Source extract:
___
This year marks the centennial of the birth of the prominent jazz arranger and composer Gil Evans. He started writing for big bands in the 1940s. He helped organize Miles Davis' "Birth of the Cool" sessions, and then arranged Miles' celebrated orchestra albums like "Sketches of Spain." Evans also had his own big bands that went electric in the '70s and '80s. Gil Evans died in 1991, but some of his rare music has been newly recorded. Our critic Kevin Whitehead has a review.

(SOUNDBITE OF MUSIC, "PUNJA")

KEVIN WHITEHEAD, BYLINE: Gil Evans' composition "Punja," previously known only by reputation. His early '60s band used to rehearse it, but never made a good recording. This new version's from the album "Centennial: Newly Discovered Works of Gil Evans," led by Evans scholar and fan Ryan Truesdell. These rarities date from the mid-1940s to the mid-'60s.

Even the music Gil Evans wrote for swing bands was sleek and airy. A godfather of cool jazz, he could make dissonance sound pretty, vanilla chords sound exotic, and a big band seem to float. This is a 1950 tune he wrote for Tommy Dorsey, "Dancing on a Great Big Rainbow."

(SOUNDBITE OF SONG, "DANCING ON A GREAT BIG RAINBOW")

WHITEHEAD: Ryan Truesdell's 14-piece orchestra with Donny McCaslin on tenor saxophone and Lewis Nash on drums. Truesdell's research turned up unheard Gil Evans scores, revised versions of a couple of pieces he'd already recorded, and one arrangement that looks forward to his collaborations with Miles Davis. A setting of Delibes' pop classic "The Maids of Cadiz" dates from 1950, seven years before the hushed version on "Miles Ahead."

(SOUNDBITE OF SONG, "THE MAIDS OF CADIZ")
___
Input for this task:
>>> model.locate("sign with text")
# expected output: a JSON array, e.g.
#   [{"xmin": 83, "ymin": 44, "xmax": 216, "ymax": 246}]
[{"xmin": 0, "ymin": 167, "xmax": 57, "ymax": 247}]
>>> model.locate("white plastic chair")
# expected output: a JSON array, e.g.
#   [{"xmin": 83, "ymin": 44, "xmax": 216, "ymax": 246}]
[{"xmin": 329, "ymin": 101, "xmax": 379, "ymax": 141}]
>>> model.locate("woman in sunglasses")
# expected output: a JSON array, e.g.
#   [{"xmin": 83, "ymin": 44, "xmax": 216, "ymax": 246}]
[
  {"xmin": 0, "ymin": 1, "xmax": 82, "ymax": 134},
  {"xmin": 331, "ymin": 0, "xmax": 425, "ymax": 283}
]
___
Objectives:
1) In the Gil Evans review, why was "Punja" previously known only by reputation? Answer in one to three sentences.
2) Count how many lines of the records contain the string "xmin", where case counts. Reply with the number only.

List of solutions:
1) Gil Evans' early '60s band used to rehearse "Punja" but never made a good recording of it.

2) 7